What the task asks:
Search the records for the string "church". Copy each line where it occurs.

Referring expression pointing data

========================================

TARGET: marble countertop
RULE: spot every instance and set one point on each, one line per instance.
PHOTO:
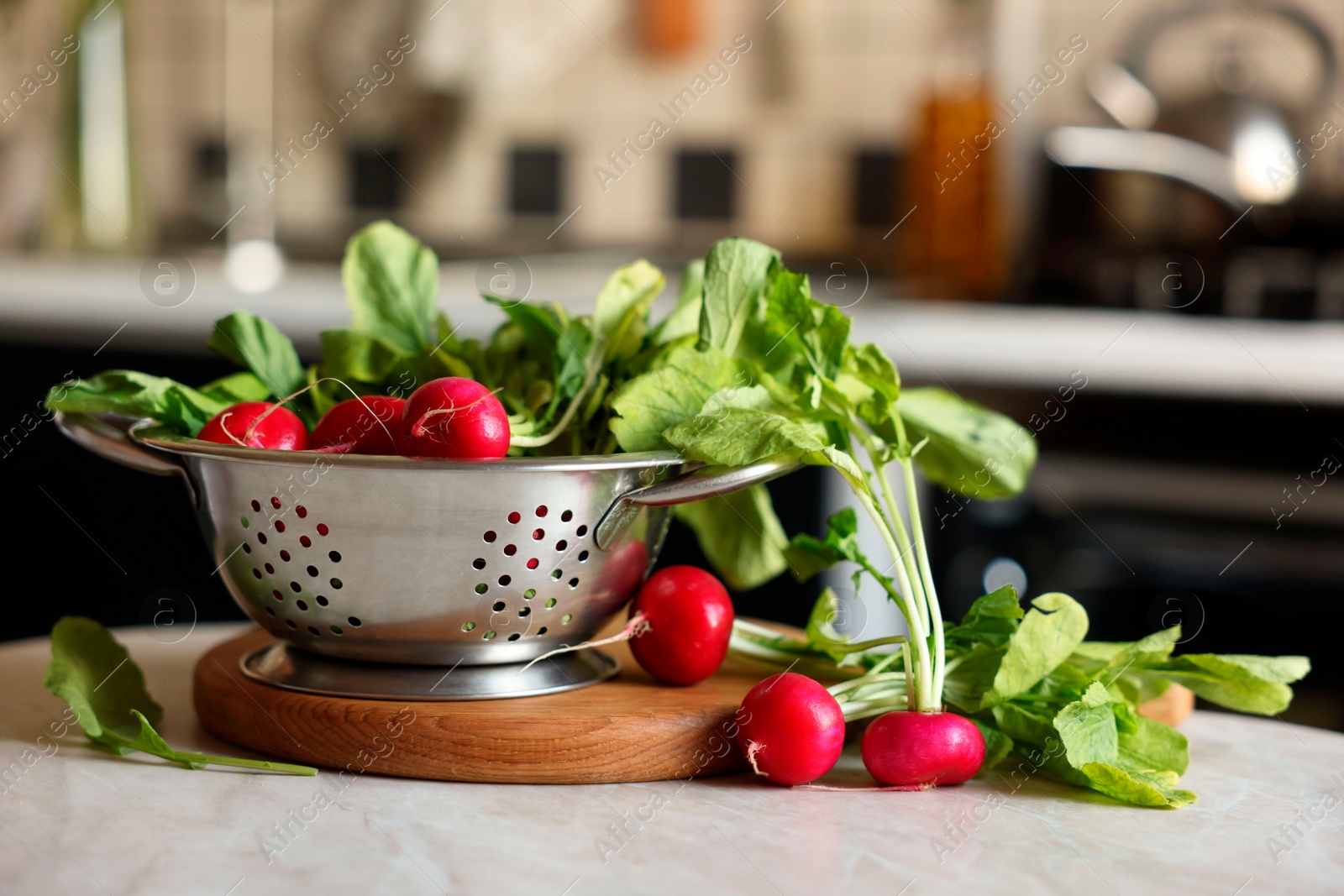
(94, 302)
(80, 821)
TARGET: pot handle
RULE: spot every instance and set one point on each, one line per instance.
(113, 443)
(694, 485)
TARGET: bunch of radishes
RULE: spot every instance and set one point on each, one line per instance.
(790, 727)
(452, 417)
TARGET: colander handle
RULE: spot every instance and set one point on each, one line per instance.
(692, 485)
(112, 443)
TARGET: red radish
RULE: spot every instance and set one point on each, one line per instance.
(454, 417)
(680, 622)
(922, 748)
(790, 728)
(257, 425)
(360, 426)
(690, 620)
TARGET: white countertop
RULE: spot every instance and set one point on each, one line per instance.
(80, 821)
(85, 301)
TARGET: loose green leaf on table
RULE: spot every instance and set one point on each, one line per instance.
(93, 673)
(1045, 638)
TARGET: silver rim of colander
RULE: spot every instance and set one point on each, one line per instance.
(151, 434)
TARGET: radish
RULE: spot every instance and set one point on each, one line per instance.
(689, 618)
(454, 417)
(257, 425)
(360, 426)
(679, 629)
(922, 748)
(790, 728)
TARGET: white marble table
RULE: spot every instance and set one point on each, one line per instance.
(78, 821)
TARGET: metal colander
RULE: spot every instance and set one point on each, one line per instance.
(436, 563)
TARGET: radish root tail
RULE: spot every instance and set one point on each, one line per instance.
(638, 625)
(753, 748)
(291, 398)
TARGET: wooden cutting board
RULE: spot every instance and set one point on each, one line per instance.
(628, 728)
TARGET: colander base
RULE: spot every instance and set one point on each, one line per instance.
(286, 667)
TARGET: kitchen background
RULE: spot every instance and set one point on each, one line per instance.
(1116, 221)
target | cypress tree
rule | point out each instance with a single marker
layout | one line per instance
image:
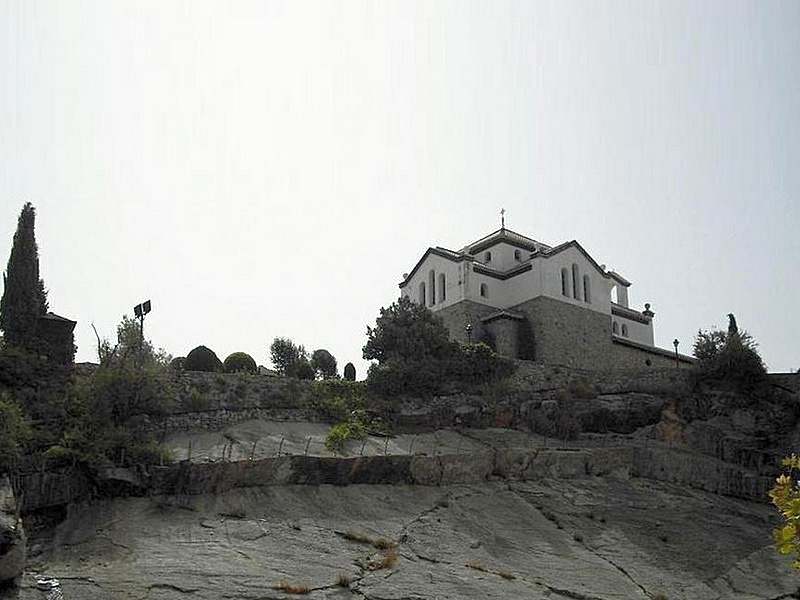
(24, 297)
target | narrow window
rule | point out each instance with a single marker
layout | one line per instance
(576, 289)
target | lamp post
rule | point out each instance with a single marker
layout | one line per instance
(139, 311)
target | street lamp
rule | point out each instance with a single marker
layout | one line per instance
(139, 311)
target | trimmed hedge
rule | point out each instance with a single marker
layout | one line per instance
(239, 362)
(202, 359)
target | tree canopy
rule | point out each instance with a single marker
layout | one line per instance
(730, 355)
(324, 364)
(290, 359)
(24, 297)
(131, 347)
(350, 372)
(406, 331)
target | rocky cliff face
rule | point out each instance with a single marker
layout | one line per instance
(585, 537)
(618, 489)
(12, 535)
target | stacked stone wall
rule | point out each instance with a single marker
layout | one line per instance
(505, 333)
(627, 357)
(457, 316)
(568, 335)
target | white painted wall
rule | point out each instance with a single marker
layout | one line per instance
(551, 284)
(544, 279)
(452, 272)
(503, 256)
(638, 332)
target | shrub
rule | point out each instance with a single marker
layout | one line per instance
(324, 364)
(785, 495)
(239, 362)
(352, 429)
(335, 400)
(350, 372)
(730, 356)
(202, 359)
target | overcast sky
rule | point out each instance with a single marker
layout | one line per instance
(263, 169)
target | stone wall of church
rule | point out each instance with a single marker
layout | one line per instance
(505, 333)
(565, 334)
(627, 357)
(457, 316)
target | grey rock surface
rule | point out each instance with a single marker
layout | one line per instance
(598, 538)
(12, 535)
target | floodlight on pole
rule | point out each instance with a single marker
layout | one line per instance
(140, 310)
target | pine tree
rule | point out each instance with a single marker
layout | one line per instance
(24, 297)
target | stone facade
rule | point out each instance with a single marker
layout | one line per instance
(567, 335)
(506, 288)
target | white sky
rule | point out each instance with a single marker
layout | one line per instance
(264, 169)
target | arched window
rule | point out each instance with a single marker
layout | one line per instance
(576, 286)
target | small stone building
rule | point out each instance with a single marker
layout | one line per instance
(56, 333)
(551, 304)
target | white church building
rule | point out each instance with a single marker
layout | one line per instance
(552, 304)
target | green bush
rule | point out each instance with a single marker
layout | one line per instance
(350, 372)
(466, 366)
(728, 357)
(335, 399)
(239, 362)
(202, 359)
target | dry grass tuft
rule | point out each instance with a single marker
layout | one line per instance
(476, 566)
(291, 588)
(507, 575)
(343, 580)
(381, 543)
(387, 559)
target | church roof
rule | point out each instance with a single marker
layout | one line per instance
(513, 238)
(504, 235)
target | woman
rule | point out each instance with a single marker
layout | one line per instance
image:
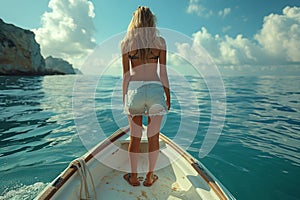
(143, 88)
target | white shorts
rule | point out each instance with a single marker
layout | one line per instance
(145, 98)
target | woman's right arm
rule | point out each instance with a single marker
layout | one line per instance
(163, 72)
(126, 74)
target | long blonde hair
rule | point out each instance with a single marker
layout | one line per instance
(141, 34)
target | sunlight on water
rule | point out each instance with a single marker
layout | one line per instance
(38, 136)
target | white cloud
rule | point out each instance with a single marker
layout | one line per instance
(224, 13)
(67, 31)
(280, 35)
(277, 43)
(194, 7)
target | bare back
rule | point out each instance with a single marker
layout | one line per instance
(145, 71)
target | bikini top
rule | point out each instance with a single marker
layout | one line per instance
(135, 56)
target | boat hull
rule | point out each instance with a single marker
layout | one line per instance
(180, 175)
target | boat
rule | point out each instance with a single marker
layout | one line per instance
(99, 174)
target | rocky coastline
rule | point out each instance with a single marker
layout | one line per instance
(20, 55)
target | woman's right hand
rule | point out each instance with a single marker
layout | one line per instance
(168, 104)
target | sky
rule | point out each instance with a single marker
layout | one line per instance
(243, 37)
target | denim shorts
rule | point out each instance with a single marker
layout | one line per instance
(145, 98)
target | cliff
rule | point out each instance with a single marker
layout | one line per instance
(58, 66)
(20, 54)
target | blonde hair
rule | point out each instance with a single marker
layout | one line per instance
(141, 34)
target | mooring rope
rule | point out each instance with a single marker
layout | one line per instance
(86, 193)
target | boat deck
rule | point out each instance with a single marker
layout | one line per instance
(177, 180)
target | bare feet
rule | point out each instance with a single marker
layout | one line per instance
(150, 179)
(131, 179)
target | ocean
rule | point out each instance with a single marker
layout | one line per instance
(257, 155)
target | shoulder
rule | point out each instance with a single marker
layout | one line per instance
(162, 43)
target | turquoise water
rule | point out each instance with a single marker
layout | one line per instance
(256, 157)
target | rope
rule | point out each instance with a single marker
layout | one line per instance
(85, 175)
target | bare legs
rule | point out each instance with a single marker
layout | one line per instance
(153, 129)
(135, 124)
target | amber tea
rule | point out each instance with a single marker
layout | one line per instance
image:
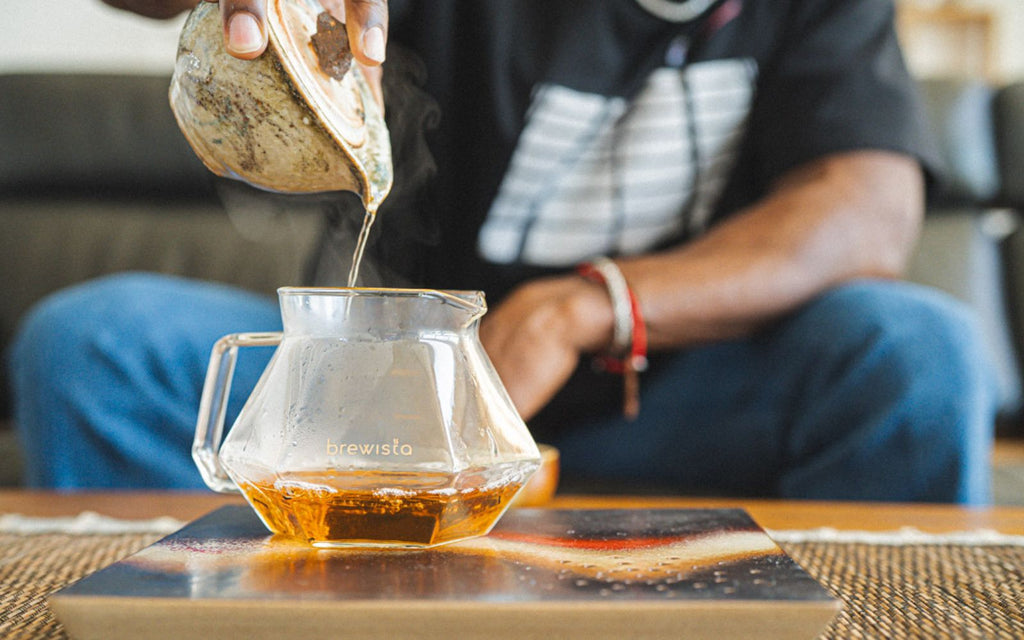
(375, 508)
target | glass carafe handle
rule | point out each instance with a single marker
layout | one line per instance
(213, 406)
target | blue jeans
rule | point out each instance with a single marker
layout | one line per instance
(875, 390)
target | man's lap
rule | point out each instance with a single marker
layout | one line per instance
(794, 411)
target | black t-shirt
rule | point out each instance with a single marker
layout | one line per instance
(570, 130)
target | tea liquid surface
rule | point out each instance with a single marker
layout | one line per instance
(375, 508)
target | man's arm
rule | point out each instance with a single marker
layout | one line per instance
(245, 24)
(842, 217)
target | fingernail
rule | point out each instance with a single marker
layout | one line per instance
(373, 44)
(244, 35)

========================================

Response:
target | stone wall of church
target | white church building
target | church roof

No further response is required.